### Extracted material:
# # # # # # #
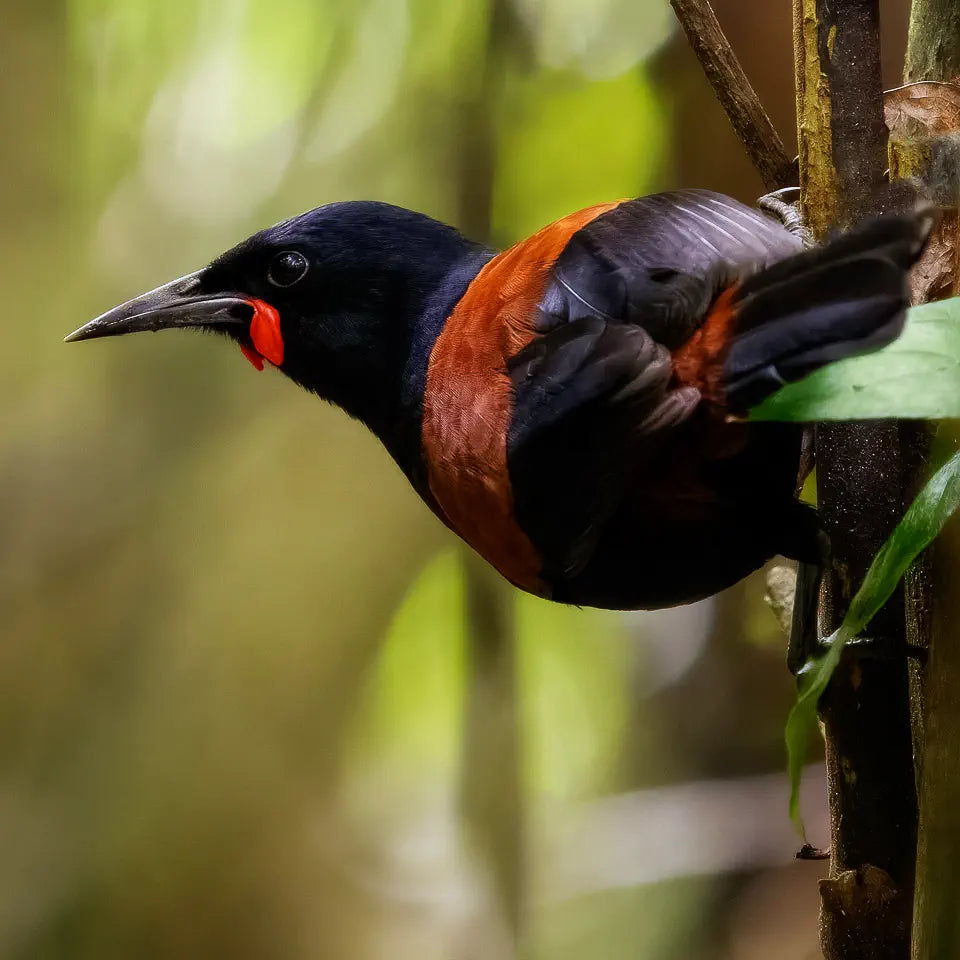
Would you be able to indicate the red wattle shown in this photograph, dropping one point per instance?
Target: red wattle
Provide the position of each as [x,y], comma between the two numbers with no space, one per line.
[265,332]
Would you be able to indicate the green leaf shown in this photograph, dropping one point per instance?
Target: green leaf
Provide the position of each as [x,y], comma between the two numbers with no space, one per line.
[915,377]
[919,527]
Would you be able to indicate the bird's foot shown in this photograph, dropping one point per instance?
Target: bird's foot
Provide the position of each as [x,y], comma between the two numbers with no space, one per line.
[788,213]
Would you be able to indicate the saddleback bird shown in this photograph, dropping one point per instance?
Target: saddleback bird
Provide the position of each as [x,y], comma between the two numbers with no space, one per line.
[571,407]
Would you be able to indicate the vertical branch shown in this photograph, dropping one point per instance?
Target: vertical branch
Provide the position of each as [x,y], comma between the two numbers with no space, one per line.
[933,47]
[866,902]
[735,93]
[933,53]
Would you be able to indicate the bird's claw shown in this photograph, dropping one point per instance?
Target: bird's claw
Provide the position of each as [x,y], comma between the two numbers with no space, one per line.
[787,212]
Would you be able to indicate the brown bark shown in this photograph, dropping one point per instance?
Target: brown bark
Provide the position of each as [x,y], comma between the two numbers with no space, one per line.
[862,469]
[736,94]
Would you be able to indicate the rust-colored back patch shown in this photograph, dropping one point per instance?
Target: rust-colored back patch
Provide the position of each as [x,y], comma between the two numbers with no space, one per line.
[468,399]
[699,362]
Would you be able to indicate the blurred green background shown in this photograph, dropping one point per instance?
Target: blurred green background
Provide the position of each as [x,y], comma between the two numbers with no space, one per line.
[254,700]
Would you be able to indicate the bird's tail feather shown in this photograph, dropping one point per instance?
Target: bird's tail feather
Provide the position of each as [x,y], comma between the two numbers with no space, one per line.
[846,297]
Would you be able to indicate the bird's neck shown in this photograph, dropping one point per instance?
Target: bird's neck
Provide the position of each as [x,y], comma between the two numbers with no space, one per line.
[399,424]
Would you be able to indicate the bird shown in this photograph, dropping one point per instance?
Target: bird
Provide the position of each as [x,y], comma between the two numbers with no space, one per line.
[574,407]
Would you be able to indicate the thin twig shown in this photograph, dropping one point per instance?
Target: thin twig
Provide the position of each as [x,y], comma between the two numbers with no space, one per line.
[735,93]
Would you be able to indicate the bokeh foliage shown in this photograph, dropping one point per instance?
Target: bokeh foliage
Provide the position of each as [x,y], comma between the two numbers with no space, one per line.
[232,661]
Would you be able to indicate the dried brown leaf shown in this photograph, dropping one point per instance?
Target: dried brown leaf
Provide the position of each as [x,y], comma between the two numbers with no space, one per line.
[934,106]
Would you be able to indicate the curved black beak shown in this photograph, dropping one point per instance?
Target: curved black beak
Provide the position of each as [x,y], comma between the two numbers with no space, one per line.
[176,304]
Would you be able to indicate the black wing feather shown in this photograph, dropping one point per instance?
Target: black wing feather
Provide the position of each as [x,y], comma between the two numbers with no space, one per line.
[591,400]
[659,261]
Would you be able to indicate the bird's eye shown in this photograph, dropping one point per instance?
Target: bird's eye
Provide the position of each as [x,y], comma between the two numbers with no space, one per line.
[287,268]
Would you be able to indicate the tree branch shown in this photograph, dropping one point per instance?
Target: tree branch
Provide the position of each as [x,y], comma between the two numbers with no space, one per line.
[862,470]
[735,93]
[933,53]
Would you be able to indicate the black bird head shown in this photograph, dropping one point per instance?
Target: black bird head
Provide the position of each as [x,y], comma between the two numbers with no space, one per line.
[346,300]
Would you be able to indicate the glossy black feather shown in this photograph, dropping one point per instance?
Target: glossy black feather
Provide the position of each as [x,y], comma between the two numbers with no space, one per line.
[846,297]
[592,400]
[659,261]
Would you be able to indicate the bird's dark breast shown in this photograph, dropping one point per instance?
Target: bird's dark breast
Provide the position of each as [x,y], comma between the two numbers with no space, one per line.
[468,400]
[599,507]
[696,523]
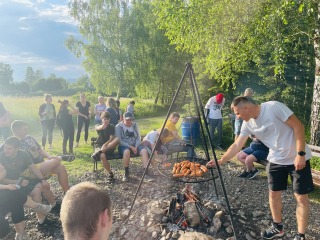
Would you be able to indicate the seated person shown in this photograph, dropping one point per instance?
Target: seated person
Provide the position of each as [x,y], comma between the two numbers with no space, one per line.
[128,134]
[107,141]
[150,141]
[18,163]
[51,166]
[256,151]
[12,200]
[173,142]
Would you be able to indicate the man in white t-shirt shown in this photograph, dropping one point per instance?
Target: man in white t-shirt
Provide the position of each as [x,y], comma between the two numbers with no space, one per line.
[214,116]
[274,124]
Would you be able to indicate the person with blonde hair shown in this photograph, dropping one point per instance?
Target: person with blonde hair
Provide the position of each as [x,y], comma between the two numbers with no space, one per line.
[112,109]
[47,114]
[86,213]
[83,106]
[274,124]
[98,109]
[238,121]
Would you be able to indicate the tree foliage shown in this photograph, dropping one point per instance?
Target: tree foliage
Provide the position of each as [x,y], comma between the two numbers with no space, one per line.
[123,49]
[5,75]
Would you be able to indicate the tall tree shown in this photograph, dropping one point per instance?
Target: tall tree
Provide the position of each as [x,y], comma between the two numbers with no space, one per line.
[104,26]
[315,110]
[5,75]
[30,75]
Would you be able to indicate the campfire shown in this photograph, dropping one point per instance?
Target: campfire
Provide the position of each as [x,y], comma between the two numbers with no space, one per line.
[186,210]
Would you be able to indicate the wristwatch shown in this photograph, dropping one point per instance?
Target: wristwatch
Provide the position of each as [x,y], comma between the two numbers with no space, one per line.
[301,153]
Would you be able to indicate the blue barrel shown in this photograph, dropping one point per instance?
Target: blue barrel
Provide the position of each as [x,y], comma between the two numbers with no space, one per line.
[190,128]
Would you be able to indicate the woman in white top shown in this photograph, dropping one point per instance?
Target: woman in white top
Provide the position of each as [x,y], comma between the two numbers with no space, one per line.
[5,121]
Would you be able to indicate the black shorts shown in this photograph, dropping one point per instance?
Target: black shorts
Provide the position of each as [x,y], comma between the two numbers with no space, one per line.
[301,179]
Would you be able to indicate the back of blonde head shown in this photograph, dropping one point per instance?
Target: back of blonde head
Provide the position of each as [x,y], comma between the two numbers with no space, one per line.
[248,92]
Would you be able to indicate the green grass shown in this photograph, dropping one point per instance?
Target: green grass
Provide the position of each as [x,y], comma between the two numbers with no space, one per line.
[149,117]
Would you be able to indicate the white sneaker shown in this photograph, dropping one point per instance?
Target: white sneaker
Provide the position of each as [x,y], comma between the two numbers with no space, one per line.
[23,236]
[41,208]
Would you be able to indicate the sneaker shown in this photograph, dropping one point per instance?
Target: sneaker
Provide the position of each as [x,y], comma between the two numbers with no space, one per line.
[125,178]
[96,155]
[56,208]
[272,232]
[110,178]
[23,236]
[46,224]
[253,174]
[298,237]
[5,237]
[43,208]
[148,178]
[219,146]
[244,174]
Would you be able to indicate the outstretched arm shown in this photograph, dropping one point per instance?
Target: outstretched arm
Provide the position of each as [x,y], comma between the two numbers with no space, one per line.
[231,152]
[299,133]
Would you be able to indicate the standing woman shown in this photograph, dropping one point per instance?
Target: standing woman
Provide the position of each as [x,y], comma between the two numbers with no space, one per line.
[98,109]
[12,200]
[66,124]
[5,121]
[112,109]
[83,107]
[47,113]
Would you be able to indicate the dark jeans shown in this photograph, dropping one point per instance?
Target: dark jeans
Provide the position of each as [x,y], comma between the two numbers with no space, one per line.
[47,130]
[86,122]
[68,134]
[11,202]
[213,125]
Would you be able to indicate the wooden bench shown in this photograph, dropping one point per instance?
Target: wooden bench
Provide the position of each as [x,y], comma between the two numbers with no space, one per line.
[315,151]
[114,156]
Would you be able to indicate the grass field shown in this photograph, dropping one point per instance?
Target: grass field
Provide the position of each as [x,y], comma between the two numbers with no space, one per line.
[149,117]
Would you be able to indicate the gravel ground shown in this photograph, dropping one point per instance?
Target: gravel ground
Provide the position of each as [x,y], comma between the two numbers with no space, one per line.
[246,197]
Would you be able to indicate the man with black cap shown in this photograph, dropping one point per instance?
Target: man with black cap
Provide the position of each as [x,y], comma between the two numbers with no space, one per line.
[128,133]
[214,116]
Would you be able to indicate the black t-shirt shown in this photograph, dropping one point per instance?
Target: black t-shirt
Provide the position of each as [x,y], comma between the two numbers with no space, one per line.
[15,166]
[104,134]
[114,116]
[65,119]
[83,109]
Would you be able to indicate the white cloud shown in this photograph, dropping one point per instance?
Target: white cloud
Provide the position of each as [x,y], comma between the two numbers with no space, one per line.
[58,13]
[27,3]
[67,67]
[22,58]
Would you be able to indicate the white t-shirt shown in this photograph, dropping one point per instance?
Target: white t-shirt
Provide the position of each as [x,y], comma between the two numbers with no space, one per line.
[270,128]
[151,137]
[215,108]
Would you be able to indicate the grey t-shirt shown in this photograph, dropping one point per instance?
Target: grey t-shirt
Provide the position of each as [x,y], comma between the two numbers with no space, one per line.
[128,136]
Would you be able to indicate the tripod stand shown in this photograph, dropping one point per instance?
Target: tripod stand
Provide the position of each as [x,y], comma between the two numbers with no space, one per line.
[203,128]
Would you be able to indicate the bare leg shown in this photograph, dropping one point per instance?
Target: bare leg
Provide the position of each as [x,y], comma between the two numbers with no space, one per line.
[241,156]
[275,201]
[105,162]
[145,157]
[249,162]
[126,158]
[302,212]
[110,146]
[62,177]
[36,196]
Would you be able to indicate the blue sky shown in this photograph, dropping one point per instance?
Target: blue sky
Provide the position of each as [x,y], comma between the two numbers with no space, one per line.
[32,34]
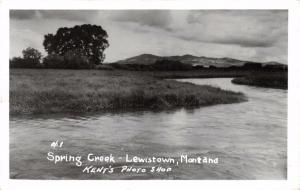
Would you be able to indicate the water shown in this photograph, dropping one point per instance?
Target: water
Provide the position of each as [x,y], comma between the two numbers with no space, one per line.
[249,139]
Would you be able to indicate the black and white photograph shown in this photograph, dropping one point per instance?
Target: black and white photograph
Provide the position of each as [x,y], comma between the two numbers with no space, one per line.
[148,94]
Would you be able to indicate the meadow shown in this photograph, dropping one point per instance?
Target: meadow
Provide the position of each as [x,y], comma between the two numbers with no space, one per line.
[277,80]
[39,91]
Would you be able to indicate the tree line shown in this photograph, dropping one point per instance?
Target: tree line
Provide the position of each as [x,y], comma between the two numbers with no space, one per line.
[78,47]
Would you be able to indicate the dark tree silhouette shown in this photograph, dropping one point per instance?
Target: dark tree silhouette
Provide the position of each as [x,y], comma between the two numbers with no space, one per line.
[86,40]
[32,54]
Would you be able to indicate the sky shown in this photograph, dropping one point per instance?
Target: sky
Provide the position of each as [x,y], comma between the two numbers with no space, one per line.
[254,35]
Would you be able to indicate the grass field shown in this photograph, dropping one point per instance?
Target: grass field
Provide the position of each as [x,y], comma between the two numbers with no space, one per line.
[267,80]
[35,91]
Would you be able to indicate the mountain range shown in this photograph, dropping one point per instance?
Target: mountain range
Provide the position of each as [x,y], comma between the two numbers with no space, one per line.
[148,59]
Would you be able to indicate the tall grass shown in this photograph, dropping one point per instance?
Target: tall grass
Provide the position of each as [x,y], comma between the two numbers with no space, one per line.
[268,80]
[59,91]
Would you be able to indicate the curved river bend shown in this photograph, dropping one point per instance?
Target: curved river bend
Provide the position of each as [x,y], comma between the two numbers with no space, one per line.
[249,138]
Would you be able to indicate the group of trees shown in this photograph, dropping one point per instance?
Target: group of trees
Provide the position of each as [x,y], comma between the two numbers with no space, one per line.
[79,47]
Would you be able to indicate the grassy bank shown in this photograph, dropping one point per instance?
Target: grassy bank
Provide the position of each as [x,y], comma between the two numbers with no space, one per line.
[267,80]
[59,91]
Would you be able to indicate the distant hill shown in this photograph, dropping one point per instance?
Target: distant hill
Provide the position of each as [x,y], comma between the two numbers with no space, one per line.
[148,59]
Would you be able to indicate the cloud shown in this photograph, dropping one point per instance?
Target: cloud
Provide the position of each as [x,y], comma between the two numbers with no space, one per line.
[70,15]
[152,18]
[252,28]
[257,35]
[22,14]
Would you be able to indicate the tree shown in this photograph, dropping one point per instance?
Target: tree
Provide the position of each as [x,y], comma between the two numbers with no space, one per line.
[31,59]
[87,40]
[32,54]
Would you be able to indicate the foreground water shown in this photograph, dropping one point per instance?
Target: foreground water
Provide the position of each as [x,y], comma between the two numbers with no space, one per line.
[249,139]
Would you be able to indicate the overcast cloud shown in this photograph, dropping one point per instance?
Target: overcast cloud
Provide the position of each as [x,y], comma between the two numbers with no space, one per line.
[257,35]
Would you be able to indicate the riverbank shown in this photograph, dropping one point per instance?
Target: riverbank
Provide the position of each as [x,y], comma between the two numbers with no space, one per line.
[267,80]
[60,91]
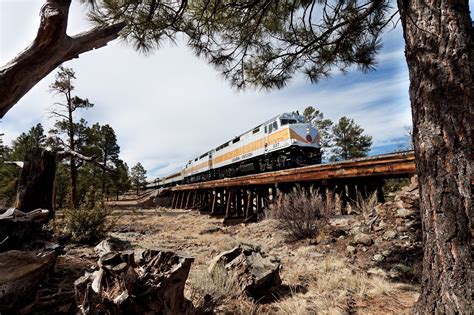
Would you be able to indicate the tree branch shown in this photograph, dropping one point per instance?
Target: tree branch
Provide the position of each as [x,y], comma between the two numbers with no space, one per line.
[92,159]
[51,47]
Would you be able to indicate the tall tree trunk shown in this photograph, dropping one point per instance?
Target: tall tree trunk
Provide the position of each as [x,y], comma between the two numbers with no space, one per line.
[438,39]
[36,186]
[73,171]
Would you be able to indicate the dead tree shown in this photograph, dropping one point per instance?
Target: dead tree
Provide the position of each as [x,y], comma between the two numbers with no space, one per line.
[51,47]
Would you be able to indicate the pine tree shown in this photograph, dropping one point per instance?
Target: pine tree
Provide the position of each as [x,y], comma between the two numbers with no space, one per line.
[349,140]
[35,138]
[138,177]
[66,125]
[265,43]
[316,118]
# # # # # # #
### Task description:
Wherever the string "bark" shows up in a line of the records, count that line once. Report the total alone.

### Exercise response:
2